The gap C, which forms a hydrostatic bearing between the washer 26 and the housing part 30, will vary in width in response to the pressure in the pressure chamber 28 and in response to the axial forces acting on the drive screw. For an increased axial force to the left on the drive screw, the pressure in the pressure chamber 28 will increase, since the gap C becomes less, which results in that the drive screw via the collar 26 strives to return to the right.

There is a pressure in the second pressure chamber 32 substantially comprising the sum of the pressure at the low pressure or inlet side of the pump and the pressure provided by the communication, via the hole 34 and the gap C, with the first pressure chamber 28, which is also in communication with the high pressure or outlet side of the pump. The hole 34 is dimensioned such that the pressure in the pressure chamber 32 will always be so much greater than the axial pressure acting on the running screws 14 that the output flow gap A between the balancing pistons 22 and 24 is maintained and mechanical contact between their surfaces 23 and 25 is avoided. The dimension of the hole 34 may be regulatable for adjusting the pump to different operating conditions.

^^^^^^^^

> [Given request a]
Answer these questions from the screw pump passage:
(i) What forms a hydrostatic bearing between the washer 26 and the housing part 30?
(ii) Which gap between the balancing pistons 22 and 24 is maintained?
(iii) What may regulating the dimension of the hole 34 be used for?

^^^^^^^^

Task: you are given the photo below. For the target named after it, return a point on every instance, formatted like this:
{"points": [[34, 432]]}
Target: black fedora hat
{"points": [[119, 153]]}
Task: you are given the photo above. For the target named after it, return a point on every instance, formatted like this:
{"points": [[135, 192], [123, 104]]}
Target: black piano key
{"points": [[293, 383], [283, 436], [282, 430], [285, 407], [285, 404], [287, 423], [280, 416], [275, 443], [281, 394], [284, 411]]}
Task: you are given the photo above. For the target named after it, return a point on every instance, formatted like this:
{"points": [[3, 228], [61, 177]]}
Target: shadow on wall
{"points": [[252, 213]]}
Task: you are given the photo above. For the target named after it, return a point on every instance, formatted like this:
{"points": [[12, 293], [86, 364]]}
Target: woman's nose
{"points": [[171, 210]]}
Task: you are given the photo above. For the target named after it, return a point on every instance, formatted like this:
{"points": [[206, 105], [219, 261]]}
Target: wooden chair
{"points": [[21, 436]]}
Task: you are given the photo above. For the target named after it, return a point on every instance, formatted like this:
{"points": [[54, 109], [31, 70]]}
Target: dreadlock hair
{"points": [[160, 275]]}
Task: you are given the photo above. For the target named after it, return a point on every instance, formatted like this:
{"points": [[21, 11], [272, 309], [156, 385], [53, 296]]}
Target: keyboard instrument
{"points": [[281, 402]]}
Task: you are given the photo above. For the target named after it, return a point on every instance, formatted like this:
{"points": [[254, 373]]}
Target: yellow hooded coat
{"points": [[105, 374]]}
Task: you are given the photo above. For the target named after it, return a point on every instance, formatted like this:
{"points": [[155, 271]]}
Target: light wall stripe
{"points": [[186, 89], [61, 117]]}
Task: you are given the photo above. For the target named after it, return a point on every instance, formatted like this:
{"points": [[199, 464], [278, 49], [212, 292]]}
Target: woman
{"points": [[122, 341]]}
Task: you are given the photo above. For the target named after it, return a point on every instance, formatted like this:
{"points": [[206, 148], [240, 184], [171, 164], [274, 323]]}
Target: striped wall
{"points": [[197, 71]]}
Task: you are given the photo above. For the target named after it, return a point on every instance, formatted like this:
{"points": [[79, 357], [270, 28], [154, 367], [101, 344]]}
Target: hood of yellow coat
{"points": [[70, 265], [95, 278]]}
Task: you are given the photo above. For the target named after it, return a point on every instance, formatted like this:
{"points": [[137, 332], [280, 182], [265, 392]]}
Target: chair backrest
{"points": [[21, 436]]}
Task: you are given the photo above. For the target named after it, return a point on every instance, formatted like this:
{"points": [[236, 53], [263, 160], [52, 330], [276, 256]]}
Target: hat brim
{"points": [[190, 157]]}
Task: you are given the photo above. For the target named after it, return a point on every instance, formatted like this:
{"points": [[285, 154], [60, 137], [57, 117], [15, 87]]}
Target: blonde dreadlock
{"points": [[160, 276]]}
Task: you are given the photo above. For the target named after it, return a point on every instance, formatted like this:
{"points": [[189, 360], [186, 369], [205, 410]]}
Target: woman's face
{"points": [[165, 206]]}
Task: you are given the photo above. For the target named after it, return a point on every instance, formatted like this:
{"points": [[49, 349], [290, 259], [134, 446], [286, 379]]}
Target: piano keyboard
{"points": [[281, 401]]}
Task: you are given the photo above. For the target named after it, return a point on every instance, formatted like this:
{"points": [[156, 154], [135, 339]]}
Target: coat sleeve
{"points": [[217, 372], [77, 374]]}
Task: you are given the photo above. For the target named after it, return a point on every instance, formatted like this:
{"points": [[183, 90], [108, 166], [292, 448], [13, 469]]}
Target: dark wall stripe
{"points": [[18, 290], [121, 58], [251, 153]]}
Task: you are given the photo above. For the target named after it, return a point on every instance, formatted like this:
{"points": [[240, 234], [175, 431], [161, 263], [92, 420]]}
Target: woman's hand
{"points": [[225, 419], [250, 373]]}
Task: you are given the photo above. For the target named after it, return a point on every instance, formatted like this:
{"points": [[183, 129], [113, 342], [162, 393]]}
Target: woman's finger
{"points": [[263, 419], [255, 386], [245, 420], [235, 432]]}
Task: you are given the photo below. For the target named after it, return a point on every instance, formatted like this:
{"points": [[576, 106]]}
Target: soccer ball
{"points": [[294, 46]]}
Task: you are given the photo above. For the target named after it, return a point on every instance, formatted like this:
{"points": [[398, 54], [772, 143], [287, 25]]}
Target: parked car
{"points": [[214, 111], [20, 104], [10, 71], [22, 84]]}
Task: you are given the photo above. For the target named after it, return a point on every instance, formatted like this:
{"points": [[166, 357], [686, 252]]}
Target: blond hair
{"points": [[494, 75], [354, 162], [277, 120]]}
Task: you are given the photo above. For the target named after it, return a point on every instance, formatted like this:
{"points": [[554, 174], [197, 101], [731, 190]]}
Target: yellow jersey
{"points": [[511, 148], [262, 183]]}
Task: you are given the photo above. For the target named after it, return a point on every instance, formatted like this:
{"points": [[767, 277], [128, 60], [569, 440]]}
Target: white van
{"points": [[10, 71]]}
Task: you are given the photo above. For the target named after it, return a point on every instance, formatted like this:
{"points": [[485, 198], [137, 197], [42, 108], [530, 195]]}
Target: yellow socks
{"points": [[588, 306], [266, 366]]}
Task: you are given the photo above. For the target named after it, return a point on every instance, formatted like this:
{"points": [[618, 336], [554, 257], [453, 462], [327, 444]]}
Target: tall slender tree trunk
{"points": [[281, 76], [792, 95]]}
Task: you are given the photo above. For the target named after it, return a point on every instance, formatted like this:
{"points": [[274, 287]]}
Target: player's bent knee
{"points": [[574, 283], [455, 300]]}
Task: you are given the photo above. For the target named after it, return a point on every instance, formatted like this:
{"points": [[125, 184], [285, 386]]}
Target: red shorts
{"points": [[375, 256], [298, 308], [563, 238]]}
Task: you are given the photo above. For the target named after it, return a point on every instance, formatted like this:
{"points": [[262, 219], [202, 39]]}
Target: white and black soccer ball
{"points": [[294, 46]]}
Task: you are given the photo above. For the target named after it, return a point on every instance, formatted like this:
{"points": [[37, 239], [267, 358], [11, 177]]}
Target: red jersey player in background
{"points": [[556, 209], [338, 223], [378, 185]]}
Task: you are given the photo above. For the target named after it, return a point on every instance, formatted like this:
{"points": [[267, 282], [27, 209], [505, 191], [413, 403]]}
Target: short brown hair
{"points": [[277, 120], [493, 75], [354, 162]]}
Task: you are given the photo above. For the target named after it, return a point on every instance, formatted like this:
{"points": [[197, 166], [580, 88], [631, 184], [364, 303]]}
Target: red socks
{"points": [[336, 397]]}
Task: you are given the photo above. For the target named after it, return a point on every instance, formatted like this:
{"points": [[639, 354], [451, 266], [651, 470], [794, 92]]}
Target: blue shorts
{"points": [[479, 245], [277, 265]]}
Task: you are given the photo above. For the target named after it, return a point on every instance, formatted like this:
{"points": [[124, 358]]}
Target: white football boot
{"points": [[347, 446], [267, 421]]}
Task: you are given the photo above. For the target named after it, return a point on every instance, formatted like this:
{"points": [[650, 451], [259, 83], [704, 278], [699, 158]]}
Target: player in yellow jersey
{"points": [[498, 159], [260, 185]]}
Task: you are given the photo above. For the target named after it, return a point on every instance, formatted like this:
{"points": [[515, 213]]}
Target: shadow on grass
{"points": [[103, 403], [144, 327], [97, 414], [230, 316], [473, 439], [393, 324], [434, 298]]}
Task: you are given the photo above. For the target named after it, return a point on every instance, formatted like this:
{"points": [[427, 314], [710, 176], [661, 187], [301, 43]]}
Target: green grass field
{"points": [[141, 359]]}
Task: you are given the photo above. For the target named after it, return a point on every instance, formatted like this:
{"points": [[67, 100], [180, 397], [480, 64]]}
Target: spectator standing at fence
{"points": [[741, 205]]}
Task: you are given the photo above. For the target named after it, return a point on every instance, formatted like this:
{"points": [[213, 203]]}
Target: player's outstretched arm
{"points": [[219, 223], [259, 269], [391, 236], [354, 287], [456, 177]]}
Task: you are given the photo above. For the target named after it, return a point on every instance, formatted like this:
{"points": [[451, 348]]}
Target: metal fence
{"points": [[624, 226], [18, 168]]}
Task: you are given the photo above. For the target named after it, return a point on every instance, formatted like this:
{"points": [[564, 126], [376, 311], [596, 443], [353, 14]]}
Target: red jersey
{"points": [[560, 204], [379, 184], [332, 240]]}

^^^^^^^^

> [Given request b] How many lines of the records contain the string "soccer"? Case counts, so match it letter for letter, and reply with the number alone.

> [Task answer a]
(i) The gap C.
(ii) The output flow gap A.
(iii) Adjusting the pump to different operating conditions.

> [Task answer b] 2